───── MATERIALS PROVIDED ─────

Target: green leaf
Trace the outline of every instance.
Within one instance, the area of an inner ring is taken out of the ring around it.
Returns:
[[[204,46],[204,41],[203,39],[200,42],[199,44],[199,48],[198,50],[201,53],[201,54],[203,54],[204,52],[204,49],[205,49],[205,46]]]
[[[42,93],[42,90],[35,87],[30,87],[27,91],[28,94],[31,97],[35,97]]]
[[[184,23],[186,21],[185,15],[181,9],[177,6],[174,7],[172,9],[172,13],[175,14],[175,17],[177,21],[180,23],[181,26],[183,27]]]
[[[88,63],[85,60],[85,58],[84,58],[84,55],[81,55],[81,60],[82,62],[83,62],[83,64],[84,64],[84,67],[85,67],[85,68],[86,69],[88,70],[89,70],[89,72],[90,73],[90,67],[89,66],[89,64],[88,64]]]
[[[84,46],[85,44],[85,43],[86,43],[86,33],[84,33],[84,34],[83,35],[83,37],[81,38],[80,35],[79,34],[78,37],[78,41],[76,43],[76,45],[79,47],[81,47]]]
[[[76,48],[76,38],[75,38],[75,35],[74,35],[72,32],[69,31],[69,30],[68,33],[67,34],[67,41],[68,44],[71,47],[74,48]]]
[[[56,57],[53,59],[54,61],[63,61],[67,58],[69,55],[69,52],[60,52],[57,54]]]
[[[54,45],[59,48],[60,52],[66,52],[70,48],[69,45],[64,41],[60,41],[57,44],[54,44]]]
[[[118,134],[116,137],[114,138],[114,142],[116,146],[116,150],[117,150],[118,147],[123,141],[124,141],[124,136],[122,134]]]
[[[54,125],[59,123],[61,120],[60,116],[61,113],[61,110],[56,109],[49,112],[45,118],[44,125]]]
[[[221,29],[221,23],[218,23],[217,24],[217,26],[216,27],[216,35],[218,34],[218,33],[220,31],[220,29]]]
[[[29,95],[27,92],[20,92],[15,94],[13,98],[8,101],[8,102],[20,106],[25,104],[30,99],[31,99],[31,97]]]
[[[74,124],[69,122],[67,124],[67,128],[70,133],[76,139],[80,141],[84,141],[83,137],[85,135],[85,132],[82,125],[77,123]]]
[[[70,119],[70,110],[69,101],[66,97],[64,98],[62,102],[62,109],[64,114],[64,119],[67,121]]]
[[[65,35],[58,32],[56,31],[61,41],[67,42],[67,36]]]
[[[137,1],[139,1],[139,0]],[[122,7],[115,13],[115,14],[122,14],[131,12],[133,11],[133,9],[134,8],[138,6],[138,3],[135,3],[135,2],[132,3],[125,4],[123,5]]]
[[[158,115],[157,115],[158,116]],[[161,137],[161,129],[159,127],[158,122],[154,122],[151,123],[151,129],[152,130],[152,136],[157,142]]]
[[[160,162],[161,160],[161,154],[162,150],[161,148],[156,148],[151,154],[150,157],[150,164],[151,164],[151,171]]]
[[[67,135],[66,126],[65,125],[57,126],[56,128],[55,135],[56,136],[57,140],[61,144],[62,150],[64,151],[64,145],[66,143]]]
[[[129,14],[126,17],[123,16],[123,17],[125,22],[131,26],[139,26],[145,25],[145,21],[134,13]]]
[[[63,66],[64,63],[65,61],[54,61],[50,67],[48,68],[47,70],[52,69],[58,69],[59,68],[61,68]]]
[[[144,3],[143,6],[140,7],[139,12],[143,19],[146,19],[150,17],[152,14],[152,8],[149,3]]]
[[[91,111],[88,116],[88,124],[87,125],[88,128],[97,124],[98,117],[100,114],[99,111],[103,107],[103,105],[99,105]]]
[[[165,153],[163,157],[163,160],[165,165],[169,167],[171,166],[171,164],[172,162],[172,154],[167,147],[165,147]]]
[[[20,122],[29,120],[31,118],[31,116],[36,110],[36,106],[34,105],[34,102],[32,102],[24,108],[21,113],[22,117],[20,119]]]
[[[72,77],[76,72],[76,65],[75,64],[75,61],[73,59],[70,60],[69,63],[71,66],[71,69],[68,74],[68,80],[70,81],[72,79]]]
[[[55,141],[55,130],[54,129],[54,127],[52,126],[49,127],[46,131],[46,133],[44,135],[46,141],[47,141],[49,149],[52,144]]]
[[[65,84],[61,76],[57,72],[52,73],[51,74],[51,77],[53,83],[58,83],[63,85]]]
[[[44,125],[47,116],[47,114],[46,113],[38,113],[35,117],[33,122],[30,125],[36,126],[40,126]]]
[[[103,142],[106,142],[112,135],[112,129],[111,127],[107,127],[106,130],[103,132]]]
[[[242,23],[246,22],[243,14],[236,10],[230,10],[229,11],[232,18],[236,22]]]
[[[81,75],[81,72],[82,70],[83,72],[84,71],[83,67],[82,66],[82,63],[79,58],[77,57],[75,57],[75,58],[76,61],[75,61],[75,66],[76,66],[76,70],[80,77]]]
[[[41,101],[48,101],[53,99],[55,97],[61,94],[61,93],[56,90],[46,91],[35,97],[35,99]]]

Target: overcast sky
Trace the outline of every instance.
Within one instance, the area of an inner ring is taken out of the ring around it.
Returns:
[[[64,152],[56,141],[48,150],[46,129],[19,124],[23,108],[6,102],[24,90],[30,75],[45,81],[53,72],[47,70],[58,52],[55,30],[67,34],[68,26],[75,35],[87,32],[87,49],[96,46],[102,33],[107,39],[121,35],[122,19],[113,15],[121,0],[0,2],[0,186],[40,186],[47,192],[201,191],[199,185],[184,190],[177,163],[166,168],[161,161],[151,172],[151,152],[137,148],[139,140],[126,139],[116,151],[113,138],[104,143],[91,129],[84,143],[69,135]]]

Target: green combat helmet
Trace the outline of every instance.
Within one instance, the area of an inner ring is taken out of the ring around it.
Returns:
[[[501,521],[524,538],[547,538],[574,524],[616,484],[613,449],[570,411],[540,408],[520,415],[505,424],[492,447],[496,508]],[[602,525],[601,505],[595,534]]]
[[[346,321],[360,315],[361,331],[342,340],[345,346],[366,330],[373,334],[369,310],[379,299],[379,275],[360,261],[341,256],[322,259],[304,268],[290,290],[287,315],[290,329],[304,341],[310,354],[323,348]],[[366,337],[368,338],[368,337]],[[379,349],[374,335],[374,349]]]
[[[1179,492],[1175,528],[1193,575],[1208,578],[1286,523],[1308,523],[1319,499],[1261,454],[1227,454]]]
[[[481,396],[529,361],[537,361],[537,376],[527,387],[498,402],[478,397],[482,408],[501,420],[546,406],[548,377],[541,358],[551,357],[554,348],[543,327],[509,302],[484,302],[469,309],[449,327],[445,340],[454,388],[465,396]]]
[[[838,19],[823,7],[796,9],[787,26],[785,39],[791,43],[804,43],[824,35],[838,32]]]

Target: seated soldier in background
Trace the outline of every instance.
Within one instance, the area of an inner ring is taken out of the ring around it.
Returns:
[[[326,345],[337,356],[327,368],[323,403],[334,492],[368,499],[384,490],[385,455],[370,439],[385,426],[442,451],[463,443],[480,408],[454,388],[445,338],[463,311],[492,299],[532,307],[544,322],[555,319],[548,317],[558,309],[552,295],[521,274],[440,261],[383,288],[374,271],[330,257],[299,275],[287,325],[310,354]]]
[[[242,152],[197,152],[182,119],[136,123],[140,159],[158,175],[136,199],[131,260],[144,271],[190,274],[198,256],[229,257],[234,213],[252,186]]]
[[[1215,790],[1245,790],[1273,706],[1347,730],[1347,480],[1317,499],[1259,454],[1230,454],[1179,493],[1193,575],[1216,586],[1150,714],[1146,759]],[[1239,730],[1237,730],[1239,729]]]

─────

Please return all of the records above, reproducing every line verbatim.

Target: green leaf
Trace the outline of every instance.
Within one instance, the area of an inner ring is taken out of the ring around it.
Returns:
[[[204,46],[204,41],[203,39],[200,42],[199,44],[199,48],[198,50],[201,53],[201,54],[203,54],[204,52],[204,49],[205,49],[205,46]]]
[[[42,93],[42,90],[35,87],[30,87],[27,91],[28,94],[31,97],[35,97]]]
[[[184,23],[186,21],[185,15],[181,9],[177,6],[174,7],[172,9],[172,13],[175,14],[175,17],[177,21],[180,23],[181,26],[183,27]]]
[[[88,63],[85,60],[85,58],[84,58],[84,55],[81,55],[81,60],[82,62],[83,62],[83,64],[84,64],[84,67],[85,67],[85,68],[86,69],[88,70],[89,70],[89,72],[90,73],[90,67],[89,66],[89,64],[88,64]]]
[[[84,46],[85,44],[85,43],[86,43],[86,33],[84,33],[84,34],[83,35],[83,37],[81,38],[80,35],[79,34],[78,37],[78,41],[76,43],[76,45],[79,47],[81,47]]]
[[[76,48],[76,38],[75,38],[75,35],[74,35],[72,32],[69,31],[69,30],[68,33],[67,34],[67,41],[68,44],[71,47],[74,48]]]
[[[56,57],[53,59],[54,61],[63,61],[67,58],[69,55],[69,52],[60,52],[57,54]]]
[[[54,45],[59,48],[60,52],[66,52],[70,48],[69,45],[64,41],[60,41],[57,44],[54,44]]]
[[[118,134],[116,137],[114,138],[114,142],[116,146],[116,150],[117,150],[118,147],[123,141],[124,141],[124,136],[122,134]]]
[[[54,125],[59,123],[61,120],[60,116],[61,113],[61,110],[56,109],[49,112],[45,118],[44,125]]]
[[[221,29],[221,23],[218,23],[217,24],[217,26],[216,27],[216,35],[218,34],[218,33],[220,31],[220,29]]]
[[[29,95],[27,92],[20,92],[15,94],[13,98],[8,101],[8,102],[20,106],[25,104],[30,99],[31,99],[31,97]]]
[[[74,124],[69,122],[67,124],[67,128],[70,133],[76,139],[80,141],[84,141],[83,137],[85,135],[85,132],[82,125],[77,123]]]
[[[70,119],[70,110],[69,101],[66,97],[64,98],[62,102],[62,109],[64,114],[64,119],[67,121]]]
[[[65,35],[58,32],[56,31],[61,41],[67,42],[67,36]]]
[[[137,1],[139,1],[139,0]],[[122,7],[115,13],[115,14],[122,14],[131,12],[133,11],[133,9],[134,8],[138,6],[138,3],[135,3],[135,2],[132,3],[125,4],[123,5]]]
[[[158,115],[157,115],[158,116]],[[161,137],[161,129],[159,127],[158,122],[154,122],[151,123],[151,129],[152,130],[152,136],[157,142]]]
[[[160,162],[161,160],[161,154],[162,150],[161,148],[156,148],[151,154],[150,157],[150,164],[151,164],[151,171]]]
[[[67,135],[66,126],[65,125],[57,126],[56,128],[55,135],[56,136],[57,140],[61,144],[62,150],[64,151],[64,145],[66,143]]]
[[[129,14],[126,17],[123,16],[123,17],[125,22],[131,26],[139,26],[145,25],[145,21],[134,13]]]
[[[63,66],[64,63],[65,61],[54,61],[50,67],[48,68],[47,70],[52,69],[58,69],[59,68],[61,68]]]
[[[144,3],[143,6],[140,7],[139,12],[143,19],[146,19],[150,17],[152,14],[152,8],[149,3]]]
[[[91,111],[88,116],[88,124],[87,125],[88,128],[97,124],[98,117],[100,114],[99,111],[103,107],[103,105],[99,105]]]
[[[165,153],[163,157],[163,160],[165,165],[169,167],[171,166],[171,164],[172,162],[172,154],[167,147],[165,147]]]
[[[20,122],[29,120],[31,118],[31,116],[36,110],[36,106],[34,105],[34,102],[32,102],[24,108],[21,113],[22,117],[20,119]]]
[[[72,77],[76,72],[76,65],[75,64],[75,61],[73,59],[70,60],[69,63],[71,66],[71,69],[68,74],[68,80],[70,81],[72,79]]]
[[[55,141],[55,130],[54,129],[54,127],[52,126],[49,127],[46,131],[46,133],[44,135],[46,141],[47,141],[49,149],[52,144]]]
[[[65,84],[61,76],[57,72],[52,73],[51,74],[51,77],[53,83],[58,83],[63,85]]]
[[[44,125],[47,116],[47,114],[46,113],[38,113],[35,117],[33,122],[30,125],[36,126],[40,126]]]
[[[103,142],[106,142],[112,135],[112,129],[111,127],[107,127],[106,130],[103,132]]]
[[[242,23],[246,22],[243,14],[236,10],[230,10],[229,11],[232,18],[236,22]]]
[[[81,75],[81,72],[82,70],[83,72],[84,71],[83,67],[82,66],[82,63],[79,58],[77,57],[75,57],[75,58],[76,61],[75,61],[75,66],[76,66],[76,70],[80,77]]]
[[[41,101],[48,101],[53,99],[55,97],[61,94],[61,93],[56,90],[46,91],[35,97],[35,99]]]

Target: overcast sky
Trace the outline of every instance.
Within one instance, the area of an inner ring is taken out of the ring around it.
Returns:
[[[64,152],[56,141],[48,150],[46,129],[19,124],[23,108],[6,102],[24,90],[30,75],[45,81],[53,72],[47,70],[58,52],[55,30],[67,34],[68,26],[75,35],[87,32],[87,49],[96,46],[102,33],[107,39],[121,35],[122,19],[113,15],[121,0],[0,2],[0,186],[40,186],[47,192],[201,191],[199,185],[184,190],[177,163],[166,168],[161,161],[151,172],[151,152],[137,148],[139,140],[126,139],[116,151],[113,138],[104,143],[91,129],[84,143],[69,135]]]

Target: green combat helmet
Trace the outline of every instance.
Within one instance, the area of an inner ring is taken out of the ring around it.
Returns:
[[[501,521],[524,538],[547,538],[574,524],[616,484],[613,449],[570,411],[540,408],[520,415],[505,424],[492,447],[496,508]],[[602,525],[601,505],[595,534]]]
[[[346,321],[360,315],[361,331],[342,340],[345,346],[366,330],[373,334],[369,310],[379,299],[379,275],[360,261],[341,256],[322,259],[304,268],[290,290],[287,315],[290,329],[304,341],[310,354],[323,348]],[[366,337],[368,338],[368,337]],[[379,349],[374,335],[374,349]]]
[[[1179,492],[1175,528],[1193,575],[1208,578],[1286,523],[1308,523],[1319,499],[1261,454],[1227,454]]]
[[[481,396],[529,361],[537,361],[537,376],[527,387],[498,402],[478,397],[482,408],[501,420],[546,406],[548,377],[541,358],[551,357],[554,348],[543,327],[509,302],[484,302],[469,309],[449,327],[445,340],[454,388],[465,396]]]
[[[838,19],[823,7],[796,9],[787,26],[785,39],[791,43],[804,43],[824,35],[838,32]]]

Target: seated soldier in background
Trace the outline of every instance.
Within one instance, the area of an inner ring is taken out of the ring around it.
Returns:
[[[326,345],[337,356],[327,368],[323,403],[334,492],[368,499],[384,490],[385,455],[370,439],[385,426],[442,451],[463,443],[480,408],[454,388],[445,338],[463,311],[492,299],[532,307],[544,322],[555,319],[548,317],[558,309],[552,295],[521,274],[440,261],[383,288],[374,271],[330,257],[299,275],[287,325],[310,354]]]
[[[242,152],[197,152],[182,119],[136,123],[140,159],[158,175],[136,199],[131,260],[144,271],[190,274],[198,256],[229,257],[234,213],[252,186]]]
[[[1215,790],[1245,790],[1273,706],[1347,730],[1347,480],[1317,499],[1259,454],[1230,454],[1179,493],[1193,575],[1216,586],[1150,714],[1146,759]],[[1239,730],[1237,730],[1239,729]]]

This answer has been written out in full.